- Article -
------------------------
Even as a very hormonal teenager dealing with same-sex attraction, I could see that there was an obvious “fitness” to heterosexual relations which did not exist for same-sex relations. This was very frustrating, since I was not drawn to the female form at all, and powerfully drawn to the male form. Yet there it was.

The Apostle Paul continues: “When Gentiles who do not have the law do by nature what the law requires, they are a law to themselves, even though they do not have the law. They show that what the law requires is written on their hearts” (Rom. 2:14-15).

The Church’s teaching was very difficult for me to embrace; but I knew that to justify a gay relationship to myself, I would have to blind myself to a truth that was written on my own heart, however much I did not like to find it written there.

When the Catholic Church calls homosexual acts disordered, She echoes the logic of the Apostle Paul, who points us to the order which God has inscribed in His creation, in the male and female symmetry our bodies, and in our hearts. But She calls homosexual acts disordered, as she calls many other acts disordered, because She calls homosexual persons, like everyone else, to “gradually and resolutely approach Christian perfection.”

“The Education of Desire”
------------------------
- Record extracts -
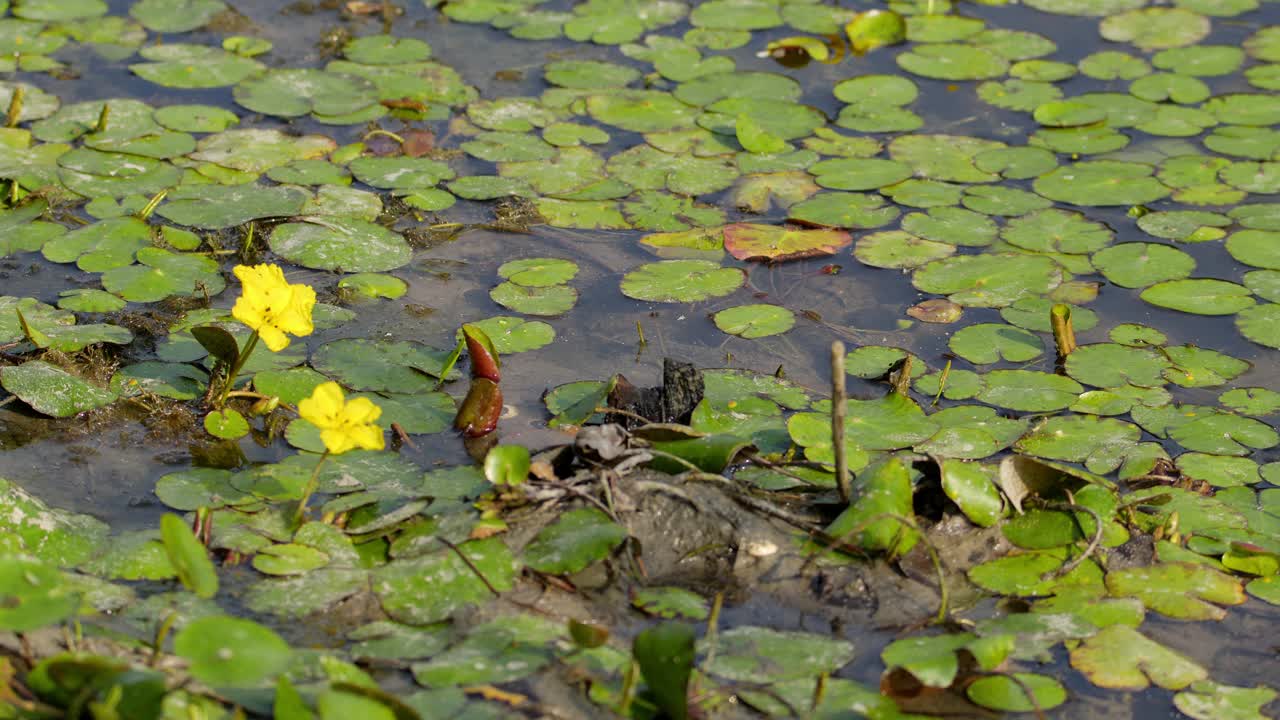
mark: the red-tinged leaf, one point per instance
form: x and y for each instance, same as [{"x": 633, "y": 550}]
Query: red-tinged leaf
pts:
[
  {"x": 480, "y": 409},
  {"x": 752, "y": 241},
  {"x": 484, "y": 355}
]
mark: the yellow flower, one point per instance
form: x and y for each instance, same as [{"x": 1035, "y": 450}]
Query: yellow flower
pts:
[
  {"x": 343, "y": 425},
  {"x": 272, "y": 306}
]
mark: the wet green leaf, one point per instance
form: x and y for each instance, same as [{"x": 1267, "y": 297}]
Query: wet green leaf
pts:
[
  {"x": 188, "y": 557},
  {"x": 1124, "y": 659},
  {"x": 53, "y": 391},
  {"x": 432, "y": 587},
  {"x": 1004, "y": 693},
  {"x": 33, "y": 595},
  {"x": 991, "y": 342},
  {"x": 228, "y": 652}
]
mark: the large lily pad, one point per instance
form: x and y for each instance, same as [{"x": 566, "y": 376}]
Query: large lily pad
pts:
[{"x": 53, "y": 391}]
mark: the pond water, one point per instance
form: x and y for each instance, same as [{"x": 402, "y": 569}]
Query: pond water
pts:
[{"x": 995, "y": 162}]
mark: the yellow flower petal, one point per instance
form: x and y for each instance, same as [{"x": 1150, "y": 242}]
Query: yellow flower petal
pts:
[
  {"x": 343, "y": 425},
  {"x": 337, "y": 441},
  {"x": 272, "y": 305},
  {"x": 361, "y": 410},
  {"x": 324, "y": 405}
]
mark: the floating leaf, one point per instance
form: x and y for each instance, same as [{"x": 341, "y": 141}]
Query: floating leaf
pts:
[
  {"x": 576, "y": 540},
  {"x": 762, "y": 655},
  {"x": 229, "y": 652},
  {"x": 336, "y": 242},
  {"x": 681, "y": 281},
  {"x": 188, "y": 557},
  {"x": 432, "y": 587},
  {"x": 33, "y": 595},
  {"x": 1121, "y": 657},
  {"x": 1201, "y": 296},
  {"x": 1206, "y": 700},
  {"x": 53, "y": 391},
  {"x": 754, "y": 320},
  {"x": 990, "y": 342}
]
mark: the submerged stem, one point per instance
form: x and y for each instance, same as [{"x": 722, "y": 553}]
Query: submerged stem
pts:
[
  {"x": 236, "y": 368},
  {"x": 311, "y": 488}
]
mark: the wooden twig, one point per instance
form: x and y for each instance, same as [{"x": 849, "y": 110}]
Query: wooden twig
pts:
[{"x": 837, "y": 419}]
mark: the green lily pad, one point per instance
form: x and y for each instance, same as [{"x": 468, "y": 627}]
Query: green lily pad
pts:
[
  {"x": 1261, "y": 324},
  {"x": 58, "y": 10},
  {"x": 576, "y": 540},
  {"x": 988, "y": 281},
  {"x": 1179, "y": 589},
  {"x": 1009, "y": 695},
  {"x": 641, "y": 110},
  {"x": 385, "y": 50},
  {"x": 288, "y": 559},
  {"x": 295, "y": 92},
  {"x": 35, "y": 595},
  {"x": 681, "y": 281},
  {"x": 671, "y": 602},
  {"x": 844, "y": 210},
  {"x": 1141, "y": 264},
  {"x": 213, "y": 206},
  {"x": 760, "y": 655},
  {"x": 227, "y": 424},
  {"x": 549, "y": 300},
  {"x": 970, "y": 486},
  {"x": 516, "y": 335},
  {"x": 188, "y": 556},
  {"x": 176, "y": 381},
  {"x": 380, "y": 365},
  {"x": 1028, "y": 391},
  {"x": 499, "y": 651},
  {"x": 374, "y": 285},
  {"x": 432, "y": 587},
  {"x": 1080, "y": 438},
  {"x": 229, "y": 652},
  {"x": 339, "y": 244},
  {"x": 991, "y": 342},
  {"x": 954, "y": 62},
  {"x": 749, "y": 241},
  {"x": 754, "y": 320},
  {"x": 1114, "y": 64},
  {"x": 55, "y": 536},
  {"x": 1206, "y": 700},
  {"x": 1101, "y": 183},
  {"x": 1121, "y": 657},
  {"x": 1155, "y": 28},
  {"x": 176, "y": 16},
  {"x": 53, "y": 391},
  {"x": 193, "y": 65},
  {"x": 538, "y": 272}
]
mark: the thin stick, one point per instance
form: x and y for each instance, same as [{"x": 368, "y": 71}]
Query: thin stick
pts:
[
  {"x": 836, "y": 543},
  {"x": 942, "y": 381},
  {"x": 14, "y": 114},
  {"x": 1064, "y": 335},
  {"x": 1093, "y": 542},
  {"x": 837, "y": 419},
  {"x": 470, "y": 564},
  {"x": 903, "y": 383}
]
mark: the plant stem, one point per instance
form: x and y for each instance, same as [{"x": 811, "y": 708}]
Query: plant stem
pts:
[
  {"x": 311, "y": 488},
  {"x": 236, "y": 368},
  {"x": 837, "y": 419}
]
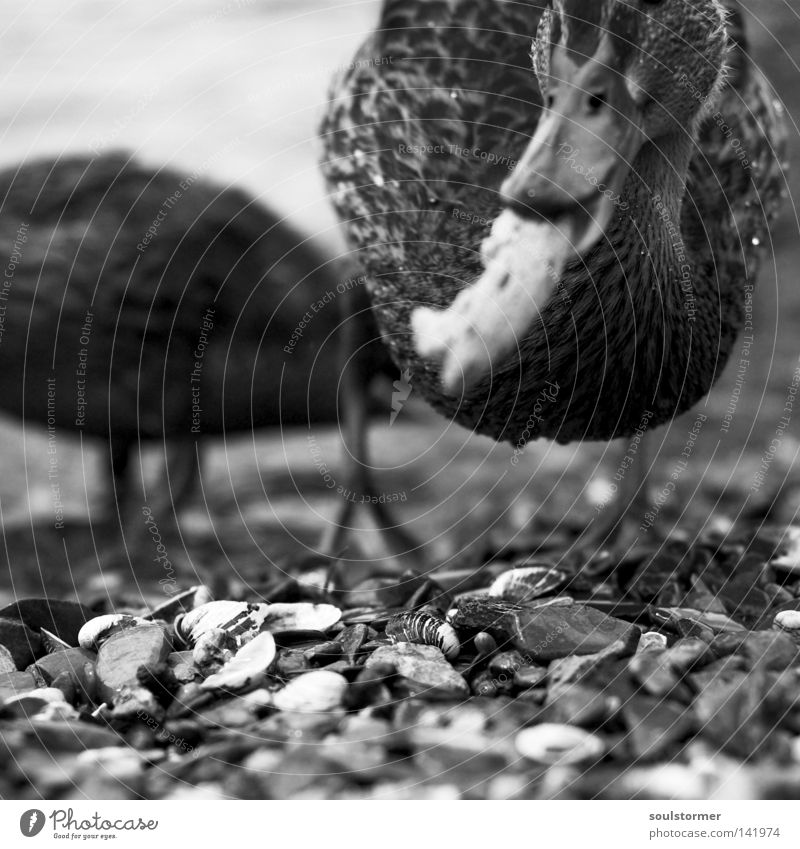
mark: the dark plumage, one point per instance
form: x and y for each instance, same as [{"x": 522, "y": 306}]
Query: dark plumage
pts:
[
  {"x": 423, "y": 139},
  {"x": 144, "y": 294}
]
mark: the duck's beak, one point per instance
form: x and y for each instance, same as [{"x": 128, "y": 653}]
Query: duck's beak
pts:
[{"x": 575, "y": 168}]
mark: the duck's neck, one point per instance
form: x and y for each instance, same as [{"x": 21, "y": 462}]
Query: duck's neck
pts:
[
  {"x": 655, "y": 194},
  {"x": 669, "y": 256}
]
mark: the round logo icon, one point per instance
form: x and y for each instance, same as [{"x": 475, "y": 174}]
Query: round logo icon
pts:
[{"x": 31, "y": 822}]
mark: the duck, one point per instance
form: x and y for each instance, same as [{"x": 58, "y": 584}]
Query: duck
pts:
[
  {"x": 559, "y": 206},
  {"x": 148, "y": 305}
]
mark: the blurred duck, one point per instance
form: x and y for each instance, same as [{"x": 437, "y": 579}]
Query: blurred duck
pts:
[{"x": 144, "y": 305}]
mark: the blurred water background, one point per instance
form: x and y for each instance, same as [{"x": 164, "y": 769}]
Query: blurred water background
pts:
[{"x": 235, "y": 89}]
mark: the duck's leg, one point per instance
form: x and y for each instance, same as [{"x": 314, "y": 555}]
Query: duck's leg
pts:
[
  {"x": 617, "y": 526},
  {"x": 181, "y": 474},
  {"x": 360, "y": 352}
]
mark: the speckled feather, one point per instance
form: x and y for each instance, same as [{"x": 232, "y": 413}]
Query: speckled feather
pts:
[{"x": 616, "y": 338}]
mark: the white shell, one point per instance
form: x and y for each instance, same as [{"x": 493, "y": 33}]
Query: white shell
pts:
[
  {"x": 213, "y": 650},
  {"x": 422, "y": 628},
  {"x": 248, "y": 668},
  {"x": 312, "y": 692},
  {"x": 96, "y": 631},
  {"x": 6, "y": 661},
  {"x": 551, "y": 743},
  {"x": 240, "y": 619},
  {"x": 301, "y": 616},
  {"x": 47, "y": 695},
  {"x": 651, "y": 640},
  {"x": 789, "y": 621}
]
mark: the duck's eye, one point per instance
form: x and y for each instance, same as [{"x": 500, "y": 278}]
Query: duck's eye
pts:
[{"x": 597, "y": 100}]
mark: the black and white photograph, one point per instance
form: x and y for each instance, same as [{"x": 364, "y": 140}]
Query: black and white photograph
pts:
[{"x": 400, "y": 401}]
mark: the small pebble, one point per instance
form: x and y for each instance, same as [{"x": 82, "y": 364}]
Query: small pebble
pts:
[
  {"x": 121, "y": 655},
  {"x": 530, "y": 676},
  {"x": 564, "y": 745},
  {"x": 312, "y": 692},
  {"x": 651, "y": 640}
]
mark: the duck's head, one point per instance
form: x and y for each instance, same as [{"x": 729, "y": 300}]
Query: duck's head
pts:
[{"x": 615, "y": 76}]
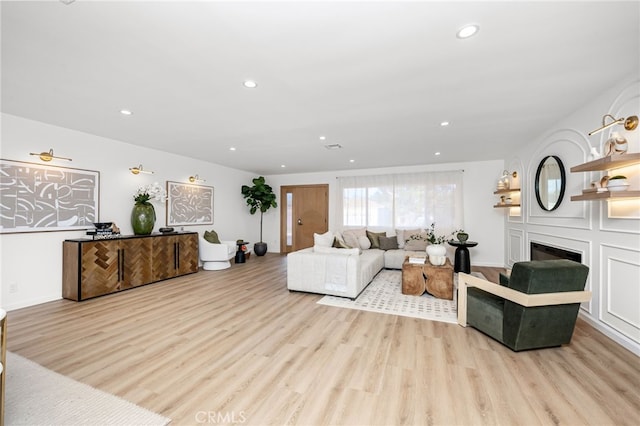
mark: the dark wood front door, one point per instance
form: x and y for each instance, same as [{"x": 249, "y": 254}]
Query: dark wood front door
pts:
[{"x": 304, "y": 210}]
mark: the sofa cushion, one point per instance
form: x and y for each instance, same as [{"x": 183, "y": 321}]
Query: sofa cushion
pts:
[
  {"x": 335, "y": 250},
  {"x": 393, "y": 259},
  {"x": 388, "y": 243},
  {"x": 374, "y": 237},
  {"x": 371, "y": 262},
  {"x": 212, "y": 237},
  {"x": 351, "y": 236},
  {"x": 324, "y": 240}
]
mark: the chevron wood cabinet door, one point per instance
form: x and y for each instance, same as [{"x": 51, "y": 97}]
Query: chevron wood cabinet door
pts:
[{"x": 94, "y": 268}]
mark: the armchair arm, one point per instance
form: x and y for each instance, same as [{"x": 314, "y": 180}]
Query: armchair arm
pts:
[{"x": 528, "y": 300}]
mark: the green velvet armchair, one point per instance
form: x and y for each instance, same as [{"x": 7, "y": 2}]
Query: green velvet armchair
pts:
[{"x": 535, "y": 307}]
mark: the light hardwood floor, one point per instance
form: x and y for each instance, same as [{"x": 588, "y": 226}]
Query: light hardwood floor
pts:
[{"x": 236, "y": 346}]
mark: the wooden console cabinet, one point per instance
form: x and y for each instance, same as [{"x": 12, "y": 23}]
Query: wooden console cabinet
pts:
[{"x": 94, "y": 268}]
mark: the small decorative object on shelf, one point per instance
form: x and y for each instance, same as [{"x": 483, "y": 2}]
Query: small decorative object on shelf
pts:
[
  {"x": 104, "y": 230},
  {"x": 617, "y": 183},
  {"x": 603, "y": 189}
]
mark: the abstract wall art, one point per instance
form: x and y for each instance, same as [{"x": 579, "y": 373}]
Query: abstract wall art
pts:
[
  {"x": 36, "y": 197},
  {"x": 189, "y": 204}
]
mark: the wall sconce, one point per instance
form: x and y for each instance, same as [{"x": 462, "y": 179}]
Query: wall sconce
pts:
[
  {"x": 48, "y": 156},
  {"x": 630, "y": 123},
  {"x": 138, "y": 169}
]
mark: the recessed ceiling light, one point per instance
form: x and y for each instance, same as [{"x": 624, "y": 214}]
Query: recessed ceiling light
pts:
[
  {"x": 333, "y": 146},
  {"x": 467, "y": 31}
]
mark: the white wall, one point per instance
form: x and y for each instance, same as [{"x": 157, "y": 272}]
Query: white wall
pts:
[
  {"x": 607, "y": 234},
  {"x": 31, "y": 263},
  {"x": 483, "y": 223}
]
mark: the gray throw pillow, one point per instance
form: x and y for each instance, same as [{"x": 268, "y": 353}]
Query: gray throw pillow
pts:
[{"x": 374, "y": 237}]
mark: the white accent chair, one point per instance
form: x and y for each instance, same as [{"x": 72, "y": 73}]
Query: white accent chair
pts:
[{"x": 215, "y": 257}]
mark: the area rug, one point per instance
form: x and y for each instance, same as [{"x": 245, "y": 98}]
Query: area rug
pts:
[
  {"x": 38, "y": 396},
  {"x": 384, "y": 295}
]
------------------------
- What you should do -
Repeat the essay word for word, everything from "Even as a very" down to "it written there.".

- Answer for this exercise -
Even as a very hormonal teenager dealing with same-sex attraction, I could see that there was an obvious “fitness” to heterosexual relations which did not exist for same-sex relations. This was very frustrating, since I was not drawn to the female form at all, and powerfully drawn to the male form. Yet there it was.

The Apostle Paul continues: “When Gentiles who do not have the law do by nature what the law requires, they are a law to themselves, even though they do not have the law. They show that what the law requires is written on their hearts” (Rom. 2:14-15).

The Church’s teaching was very difficult for me to embrace; but I knew that to justify a gay relationship to myself, I would have to blind myself to a truth that was written on my own heart, however much I did not like to find it written there.